Rewrite the items below as a numbered list, one line per number, and leave out any blank lines.
─── PROVIDED MATERIAL
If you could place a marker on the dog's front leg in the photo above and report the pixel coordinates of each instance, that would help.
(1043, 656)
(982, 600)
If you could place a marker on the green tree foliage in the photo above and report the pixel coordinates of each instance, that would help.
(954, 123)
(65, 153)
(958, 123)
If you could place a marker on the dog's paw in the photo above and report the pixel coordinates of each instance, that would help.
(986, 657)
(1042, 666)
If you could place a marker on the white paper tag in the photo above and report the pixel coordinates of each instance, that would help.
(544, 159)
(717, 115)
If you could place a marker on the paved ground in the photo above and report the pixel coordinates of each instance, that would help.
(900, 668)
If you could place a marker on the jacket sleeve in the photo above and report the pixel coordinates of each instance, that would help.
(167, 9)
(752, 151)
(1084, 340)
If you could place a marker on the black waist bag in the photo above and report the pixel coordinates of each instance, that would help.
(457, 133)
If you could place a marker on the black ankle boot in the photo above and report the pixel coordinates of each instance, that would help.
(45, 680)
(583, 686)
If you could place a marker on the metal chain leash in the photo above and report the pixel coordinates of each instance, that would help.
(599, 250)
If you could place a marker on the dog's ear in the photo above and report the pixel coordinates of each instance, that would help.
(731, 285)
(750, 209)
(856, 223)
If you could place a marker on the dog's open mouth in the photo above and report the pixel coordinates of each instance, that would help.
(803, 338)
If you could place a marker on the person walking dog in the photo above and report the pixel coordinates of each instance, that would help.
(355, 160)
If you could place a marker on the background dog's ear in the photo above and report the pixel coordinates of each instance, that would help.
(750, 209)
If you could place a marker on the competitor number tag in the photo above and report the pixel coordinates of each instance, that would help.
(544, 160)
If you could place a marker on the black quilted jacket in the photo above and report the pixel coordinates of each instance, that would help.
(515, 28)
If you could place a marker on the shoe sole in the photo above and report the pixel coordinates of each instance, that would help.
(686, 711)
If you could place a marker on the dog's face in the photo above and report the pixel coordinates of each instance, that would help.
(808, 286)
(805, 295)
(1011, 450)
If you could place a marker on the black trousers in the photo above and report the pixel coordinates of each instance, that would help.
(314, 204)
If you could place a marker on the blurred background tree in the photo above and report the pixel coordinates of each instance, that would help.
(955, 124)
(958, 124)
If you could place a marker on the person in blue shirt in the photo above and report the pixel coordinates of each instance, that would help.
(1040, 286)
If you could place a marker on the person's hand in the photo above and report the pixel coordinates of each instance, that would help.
──────
__FINISHED ANSWER__:
1. If you could place a marker on the dog's front leg in the photo above and report the pixel coordinates of each instance, that would help.
2. (1043, 656)
3. (982, 600)
4. If you could place a marker on the green tree foliage in the photo above and report the pixel coordinates of each instance, that would help.
5. (954, 123)
6. (65, 153)
7. (958, 123)
8. If you could place a marker on the dog's paw in the photo above and report the pixel coordinates of each instance, that would help.
9. (986, 657)
10. (1042, 666)
11. If you could place a marker on the white paper tag in the photo above and report the pixel coordinates of each instance, that would help.
12. (544, 159)
13. (717, 115)
14. If you could place a marker on the paved ground in the photo above and report the pixel coordinates of each instance, that would help.
15. (900, 668)
16. If you could place a marker on the jacket sleeve in the photo above and report the pixel coordinates of each instance, that would help.
17. (167, 9)
18. (752, 151)
19. (1084, 340)
20. If you could place a marker on the black waist bag in the photo above and report the pixel coordinates of each instance, that would help.
21. (457, 133)
22. If you could place a marker on the black ankle boot in the photo above and report the pixel coordinates of each instance, that would help.
23. (45, 680)
24. (583, 686)
25. If you could place a marker on the metal chain leash in the photo above and report the pixel coordinates of each instance, that would help.
26. (599, 250)
27. If you could place a marker on the dog's ear in the photo above and report the pixel coordinates of each instance, that would help.
28. (731, 285)
29. (750, 209)
30. (856, 223)
31. If you could place a marker on the dog's open mouth in the photo above and report the pixel coordinates of each instance, that would help.
32. (803, 338)
33. If you could place a marker on the person walking dog in the photo above and report the pixel coordinates of each instance, that would help.
34. (355, 160)
35. If you could place a marker on the background dog's ear in the photo above and report the pixel coordinates of each instance, that would help.
36. (750, 209)
37. If you could place a marker on the competitor number tag in the photo above and report the pixel coordinates of each instance, that would help.
38. (544, 160)
39. If you could place a marker on the black quilted jacket in the photo above and report the pixel coordinates of each instance, that would help.
40. (515, 28)
41. If you could place a marker on the shoe sole in the photo above and report the pixel coordinates of each instance, that would help.
42. (686, 711)
43. If you could place a marker on the dog's face in the photo above and report the pixel coordinates of each instance, that would help.
44. (808, 286)
45. (805, 295)
46. (1011, 450)
47. If you could place a marker on the black trousers in the photo above and report the pixel coordinates of each instance, that would help.
48. (314, 204)
49. If you could place a marker on the blurred background tree in the photo above and report the pixel coordinates of each instance, that would help.
50. (955, 124)
51. (958, 124)
52. If you could place a marker on the person in blue shirt in the photo above and report the pixel coordinates of each instance, that would help.
53. (1040, 286)
54. If you could place a marker on the person's hand in the photo above and report the pixel coordinates of each instance, that would help.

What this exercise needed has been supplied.